▶ Given instruction
Repeat every record below exactly as it appears.

▶ Source material

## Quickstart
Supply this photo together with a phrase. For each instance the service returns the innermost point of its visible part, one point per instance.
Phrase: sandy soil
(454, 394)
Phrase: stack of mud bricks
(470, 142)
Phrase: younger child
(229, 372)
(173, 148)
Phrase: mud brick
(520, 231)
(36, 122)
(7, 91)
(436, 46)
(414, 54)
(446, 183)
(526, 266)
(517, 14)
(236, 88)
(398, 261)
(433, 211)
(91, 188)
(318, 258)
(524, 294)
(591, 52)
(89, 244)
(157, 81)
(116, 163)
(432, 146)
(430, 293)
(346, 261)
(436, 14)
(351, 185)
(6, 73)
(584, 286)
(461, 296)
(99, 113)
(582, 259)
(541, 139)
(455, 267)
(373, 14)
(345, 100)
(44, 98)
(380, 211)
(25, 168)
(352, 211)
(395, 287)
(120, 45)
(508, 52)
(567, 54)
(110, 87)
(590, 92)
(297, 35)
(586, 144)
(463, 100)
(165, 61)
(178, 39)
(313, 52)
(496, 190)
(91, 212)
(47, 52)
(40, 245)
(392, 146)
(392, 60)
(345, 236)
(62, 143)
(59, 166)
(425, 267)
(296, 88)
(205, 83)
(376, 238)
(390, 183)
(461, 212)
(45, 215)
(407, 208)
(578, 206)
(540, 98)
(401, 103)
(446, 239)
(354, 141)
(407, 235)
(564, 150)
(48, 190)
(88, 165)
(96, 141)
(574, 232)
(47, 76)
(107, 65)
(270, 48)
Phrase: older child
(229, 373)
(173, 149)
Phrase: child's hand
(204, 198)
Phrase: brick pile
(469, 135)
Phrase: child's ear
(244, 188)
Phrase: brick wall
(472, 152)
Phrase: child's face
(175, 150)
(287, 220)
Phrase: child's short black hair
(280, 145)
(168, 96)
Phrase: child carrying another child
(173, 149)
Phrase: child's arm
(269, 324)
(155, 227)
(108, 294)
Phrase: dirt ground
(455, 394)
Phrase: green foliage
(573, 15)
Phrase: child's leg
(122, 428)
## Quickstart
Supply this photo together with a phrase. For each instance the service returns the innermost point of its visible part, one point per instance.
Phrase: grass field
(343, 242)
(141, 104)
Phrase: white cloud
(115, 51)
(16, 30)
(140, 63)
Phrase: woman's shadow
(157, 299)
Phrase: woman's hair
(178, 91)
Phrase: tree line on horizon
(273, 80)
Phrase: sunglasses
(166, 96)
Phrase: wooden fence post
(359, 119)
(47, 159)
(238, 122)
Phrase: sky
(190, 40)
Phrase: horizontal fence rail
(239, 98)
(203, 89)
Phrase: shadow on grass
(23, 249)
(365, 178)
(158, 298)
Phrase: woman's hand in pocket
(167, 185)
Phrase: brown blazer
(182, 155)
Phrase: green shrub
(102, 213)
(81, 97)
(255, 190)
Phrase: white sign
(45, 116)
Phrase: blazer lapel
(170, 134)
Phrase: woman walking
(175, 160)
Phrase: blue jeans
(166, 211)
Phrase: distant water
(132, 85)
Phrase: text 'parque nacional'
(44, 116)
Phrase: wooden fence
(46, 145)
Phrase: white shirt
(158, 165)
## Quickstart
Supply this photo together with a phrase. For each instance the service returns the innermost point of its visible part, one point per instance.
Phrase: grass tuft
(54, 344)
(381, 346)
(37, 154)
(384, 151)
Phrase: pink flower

▶ Task output
## Quickstart
Supply this photo together with a phrase. For each instance the service returns the innermost point of its visible part, one point per instance.
Phrase: sandy soil
(454, 394)
Phrase: stack of mud bricks
(470, 142)
Phrase: younger child
(229, 372)
(173, 148)
Phrase: mud brick
(520, 231)
(36, 122)
(7, 91)
(436, 46)
(414, 54)
(446, 183)
(526, 266)
(517, 14)
(236, 88)
(398, 261)
(433, 211)
(91, 188)
(318, 258)
(524, 294)
(591, 52)
(89, 244)
(157, 81)
(116, 163)
(432, 146)
(430, 293)
(346, 261)
(436, 14)
(351, 185)
(6, 73)
(584, 286)
(461, 296)
(99, 113)
(582, 259)
(541, 139)
(455, 267)
(373, 14)
(345, 100)
(44, 98)
(380, 211)
(25, 168)
(352, 211)
(395, 287)
(120, 45)
(508, 52)
(567, 54)
(110, 87)
(590, 92)
(297, 35)
(586, 144)
(463, 100)
(165, 61)
(178, 39)
(313, 52)
(496, 190)
(91, 212)
(47, 52)
(40, 245)
(392, 146)
(392, 60)
(345, 236)
(62, 143)
(59, 166)
(425, 267)
(296, 88)
(205, 83)
(376, 238)
(390, 183)
(461, 212)
(45, 215)
(407, 208)
(578, 206)
(540, 98)
(401, 103)
(446, 239)
(354, 141)
(407, 235)
(564, 150)
(48, 190)
(88, 165)
(96, 141)
(574, 232)
(47, 76)
(107, 65)
(270, 48)
Phrase: older child
(229, 373)
(173, 149)
Phrase: child's hand
(204, 198)
Phrase: brick pile
(469, 135)
Phrase: child's ear
(244, 188)
Phrase: brick wall
(472, 152)
Phrase: child's face
(175, 150)
(287, 220)
Phrase: child's short black hair
(280, 145)
(168, 96)
Phrase: child carrying another child
(173, 149)
Phrase: child's arm
(269, 324)
(155, 227)
(108, 294)
Phrase: dirt ground
(455, 394)
Phrase: green foliage
(573, 15)
Phrase: child's leg
(122, 428)
## Quickstart
Supply this photo together with a phrase. For each instance the service returns the innermost point of its visible part, one point per instance.
Phrase: grass field
(343, 242)
(141, 104)
Phrase: white cloud
(115, 51)
(16, 30)
(140, 63)
Phrase: woman's shadow
(157, 299)
Phrase: woman's hair
(178, 91)
Phrase: tree line on horizon
(273, 80)
Phrase: sunglasses
(166, 96)
Phrase: wooden fence post
(359, 119)
(47, 159)
(238, 122)
Phrase: sky
(190, 40)
Phrase: horizontal fence rail
(239, 98)
(203, 89)
Phrase: shadow on grass
(23, 249)
(365, 178)
(158, 298)
Phrase: woman's hand in pocket
(167, 185)
Phrase: brown blazer
(182, 155)
Phrase: green shrub
(102, 213)
(81, 97)
(255, 190)
Phrase: white sign
(45, 116)
Phrase: blazer lapel
(170, 134)
Phrase: woman walking
(175, 160)
Phrase: blue jeans
(166, 211)
Phrase: distant water
(132, 85)
Phrase: text 'parque nacional'
(44, 116)
Phrase: wooden fence
(46, 145)
Phrase: white shirt
(158, 165)
## Quickstart
Supply this photo together with a phrase. For each instance the service returns the innermost point of its visible part, one point per instance.
Phrase: grass tuft
(54, 344)
(381, 346)
(37, 154)
(384, 151)
Phrase: pink flower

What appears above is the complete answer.